**Passage to read:**

■ ■ ■ ■ ■

NASA Picks Groin Airlock As Winner Of Space Poop Competition

A poo with a view. Vadim Sadovski/Shutterstock

What happens when you need to take a dump, but you’re in a spacesuit? This is a genuine conundrum that has baffled the world’s sharpest minds for decades, and NASA decided to ask the general public for help in one of the strangest competitions ever run.

Now, after a long quest to find the perfect way to poop in space, they think they’ve found an answer. According to crowdsourcing site HeroX, this takes the form of a groin airlock.

We know what you’re thinking. When we brought this up during our editorial meeting, it garnered some rather pained expressions and deeply skeptical frowns. Of all the places to have a sudden and violent decompression event, the area around your nether-regions is arguably one of the most unwarranted.

Let’s rewind a little and look at the competition’s objectives. Even just the introduction to the epic extraterrestrial mission to find the perfect waste disposal unit among the stars is worth reading in full.

■ ■ ■ ■ ■

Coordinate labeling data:
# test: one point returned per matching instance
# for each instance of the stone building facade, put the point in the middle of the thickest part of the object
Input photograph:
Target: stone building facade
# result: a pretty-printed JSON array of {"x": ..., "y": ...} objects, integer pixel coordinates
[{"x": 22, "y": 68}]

■ ■ ■ ■ ■

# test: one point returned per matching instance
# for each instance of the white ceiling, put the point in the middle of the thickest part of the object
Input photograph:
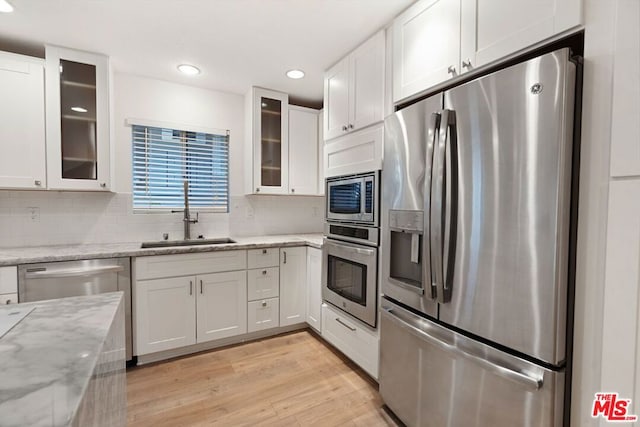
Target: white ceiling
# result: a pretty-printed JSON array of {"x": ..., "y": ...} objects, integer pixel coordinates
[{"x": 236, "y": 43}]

■ ■ ■ ■ ■

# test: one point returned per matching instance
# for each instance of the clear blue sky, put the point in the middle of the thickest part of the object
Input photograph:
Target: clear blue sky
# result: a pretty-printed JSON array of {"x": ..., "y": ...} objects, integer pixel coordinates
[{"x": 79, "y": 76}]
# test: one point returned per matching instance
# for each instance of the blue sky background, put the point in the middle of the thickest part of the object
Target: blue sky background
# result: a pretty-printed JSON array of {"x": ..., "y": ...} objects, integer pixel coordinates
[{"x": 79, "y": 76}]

■ ■ ■ ■ ■

**Exercise task 1:**
According to the article on NASA's space poop competition, what form does the chosen answer take?
**Exercise task 2:**
Transcribe the space poop article starting at "What happens when" and ending at "a groin airlock.".
**Exercise task 3:**
List every organization or company named in the space poop article.

**Full solution 1:**
A groin airlock.

**Full solution 2:**
What happens when you need to take a dump, but you’re in a spacesuit? This is a genuine conundrum that has baffled the world’s sharpest minds for decades, and NASA decided to ask the general public for help in one of the strangest competitions ever run.

Now, after a long quest to find the perfect way to poop in space, they think they’ve found an answer. According to crowdsourcing site HeroX, this takes the form of a groin airlock.

**Full solution 3:**
NASA
HeroX
Shutterstock